**DATA SUPPLIED**

>> BEGIN

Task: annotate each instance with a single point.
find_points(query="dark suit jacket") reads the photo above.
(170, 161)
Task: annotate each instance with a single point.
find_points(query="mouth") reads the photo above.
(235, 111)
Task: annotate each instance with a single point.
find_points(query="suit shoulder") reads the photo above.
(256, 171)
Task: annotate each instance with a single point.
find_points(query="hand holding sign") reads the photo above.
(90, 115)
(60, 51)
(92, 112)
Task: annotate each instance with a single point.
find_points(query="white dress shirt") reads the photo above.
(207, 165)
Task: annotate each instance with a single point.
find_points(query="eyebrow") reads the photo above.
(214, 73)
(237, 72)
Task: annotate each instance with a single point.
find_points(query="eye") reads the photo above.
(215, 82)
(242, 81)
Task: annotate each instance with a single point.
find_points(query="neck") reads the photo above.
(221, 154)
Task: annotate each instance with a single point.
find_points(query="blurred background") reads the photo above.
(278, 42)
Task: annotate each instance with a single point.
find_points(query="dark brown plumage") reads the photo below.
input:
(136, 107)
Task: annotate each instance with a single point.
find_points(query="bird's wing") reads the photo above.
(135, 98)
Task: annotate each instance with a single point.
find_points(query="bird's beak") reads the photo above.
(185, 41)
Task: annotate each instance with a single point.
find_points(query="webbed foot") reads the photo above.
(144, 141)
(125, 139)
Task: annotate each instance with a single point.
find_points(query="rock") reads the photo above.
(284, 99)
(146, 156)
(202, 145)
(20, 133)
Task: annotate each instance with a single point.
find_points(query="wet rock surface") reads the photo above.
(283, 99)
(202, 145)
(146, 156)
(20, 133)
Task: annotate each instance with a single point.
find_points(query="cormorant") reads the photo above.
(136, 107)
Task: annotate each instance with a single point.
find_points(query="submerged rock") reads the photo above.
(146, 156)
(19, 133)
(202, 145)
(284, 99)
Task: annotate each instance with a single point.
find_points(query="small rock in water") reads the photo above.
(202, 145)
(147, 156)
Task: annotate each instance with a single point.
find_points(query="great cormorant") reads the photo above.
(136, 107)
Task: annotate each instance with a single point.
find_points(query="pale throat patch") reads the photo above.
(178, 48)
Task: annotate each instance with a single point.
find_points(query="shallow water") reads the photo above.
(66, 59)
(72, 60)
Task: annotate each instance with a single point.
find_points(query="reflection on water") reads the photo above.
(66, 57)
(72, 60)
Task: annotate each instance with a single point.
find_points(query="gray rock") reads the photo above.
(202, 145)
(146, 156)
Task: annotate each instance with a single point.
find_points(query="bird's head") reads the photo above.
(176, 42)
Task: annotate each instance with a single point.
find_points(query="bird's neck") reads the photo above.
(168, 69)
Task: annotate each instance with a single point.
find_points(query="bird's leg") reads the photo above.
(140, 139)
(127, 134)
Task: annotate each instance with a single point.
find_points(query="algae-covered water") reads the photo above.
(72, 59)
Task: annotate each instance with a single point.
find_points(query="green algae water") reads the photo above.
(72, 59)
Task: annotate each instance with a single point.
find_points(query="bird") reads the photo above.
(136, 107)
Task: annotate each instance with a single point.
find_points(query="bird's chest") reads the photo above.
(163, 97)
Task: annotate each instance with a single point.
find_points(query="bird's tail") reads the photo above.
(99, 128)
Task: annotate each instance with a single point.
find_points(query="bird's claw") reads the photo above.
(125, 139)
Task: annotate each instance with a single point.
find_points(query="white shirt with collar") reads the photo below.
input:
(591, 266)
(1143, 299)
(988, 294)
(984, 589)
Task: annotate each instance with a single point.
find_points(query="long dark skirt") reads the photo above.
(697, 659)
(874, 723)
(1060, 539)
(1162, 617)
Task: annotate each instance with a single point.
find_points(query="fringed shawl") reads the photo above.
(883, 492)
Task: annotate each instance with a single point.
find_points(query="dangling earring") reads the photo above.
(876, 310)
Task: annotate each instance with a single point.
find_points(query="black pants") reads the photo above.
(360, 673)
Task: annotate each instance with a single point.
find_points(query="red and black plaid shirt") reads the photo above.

>> END

**WHAT IS ASKED**
Copy all data exactly, start to finish.

**WRITTEN ANSWER**
Task: annotate each instance with a single point.
find_points(query="dark suit jacket") reads the photo above.
(170, 161)
Task: annotate each instance with a single point.
find_points(query="mouth") reads the photo above.
(235, 111)
Task: annotate each instance with a single point.
find_points(query="suit shoulder") reads the photo above.
(256, 171)
Task: annotate each instance with a single point.
find_points(query="hand holding sign") reads the photo above.
(90, 115)
(60, 51)
(92, 112)
Task: annotate each instance with a single point.
find_points(query="white dress shirt") reads the photo above.
(207, 165)
Task: annotate each instance with a single point.
find_points(query="eyebrow") reads the photo above.
(214, 73)
(237, 72)
Task: annotate each instance with a single point.
find_points(query="eye") reads the photo above.
(215, 82)
(242, 81)
Task: annotate each instance with a single point.
find_points(query="neck") reads the photo above.
(221, 154)
Task: annotate each instance with a single point.
find_points(query="blurred background") reads the photo above.
(278, 42)
Task: annotate each instance with a single point.
find_points(query="dark brown plumage") reads the photo below.
input:
(136, 107)
Task: annotate each instance with a single point.
find_points(query="bird's wing") reads the photo above.
(135, 98)
Task: annotate each instance with a single point.
find_points(query="bird's beak") reads the photo above.
(185, 41)
Task: annotate each instance with a single point.
find_points(query="webbed foot") reads the photo above.
(144, 141)
(125, 139)
Task: annotate each instance with a single point.
find_points(query="rock") reads the photo above.
(284, 99)
(146, 156)
(202, 145)
(20, 133)
Task: annotate each instance with a single point.
find_points(query="wet rock surface") reads the photo above.
(283, 99)
(202, 145)
(146, 156)
(20, 133)
Task: annotate each instance with a single point.
find_points(query="cormorant") reads the photo above.
(136, 107)
Task: annotate each instance with a single point.
find_points(query="submerged rock") reads the photo above.
(146, 156)
(19, 133)
(202, 145)
(284, 99)
Task: annotate each instance with a single point.
find_points(query="small rock in water") reads the photo above.
(202, 145)
(147, 156)
Task: annotate each instance with a single point.
find_points(query="great cormorant") reads the photo above.
(136, 107)
Task: annotate each instance with a single point.
find_points(query="pale throat patch") reads the photo above.
(178, 48)
Task: annotate each instance with a single point.
find_points(query="shallow water") reads the photo above.
(66, 59)
(72, 60)
Task: annotate each instance with a single point.
find_points(query="reflection on water") reads the photo above.
(66, 57)
(72, 60)
Task: annotate each instance with a single point.
find_points(query="gray rock") reads the photo above.
(202, 145)
(146, 156)
Task: annotate each instance with a single point.
find_points(query="bird's head") reads the photo above.
(176, 42)
Task: annotate each instance with a single point.
find_points(query="bird's neck") reads the photo above.
(168, 69)
Task: annotate each instance with a single point.
find_points(query="bird's leg") reads the photo above.
(140, 139)
(127, 134)
Task: annotate each instance with a single point.
find_points(query="algae-covered water") reads the photo above.
(72, 59)
Task: annotate each instance with a single point.
find_points(query="green algae water") reads the photo above.
(72, 59)
Task: annotate each instance with a single point.
find_points(query="bird") reads the photo above.
(136, 107)
Task: annotate each instance with a single point.
find_points(query="bird's chest") reads the photo above.
(163, 97)
Task: annotate each instance with a single point.
find_points(query="bird's tail") reads the photo above.
(99, 128)
Task: annotate each instance with a single point.
find_points(query="bird's claw") reads the photo above.
(125, 139)
Task: annotate each instance with a single point.
find_points(query="white shirt with collar") reads the photo below.
input:
(591, 266)
(1143, 299)
(988, 294)
(984, 589)
Task: annotate each instance with a single point.
find_points(query="long dark skirt") reads the photo above.
(697, 659)
(874, 723)
(1060, 539)
(1162, 617)
Task: annotate each instance with a single point.
find_points(query="fringed shawl") reads the photo above.
(883, 492)
Task: annotate each instance with a single point.
find_points(query="dangling earring") reads the photo above.
(876, 310)
Task: annotate each instance with a single point.
find_points(query="black pants") reads the photo above.
(360, 673)
Task: annotate each instance with a single point.
find_points(query="red and black plaid shirt") reads the photo above.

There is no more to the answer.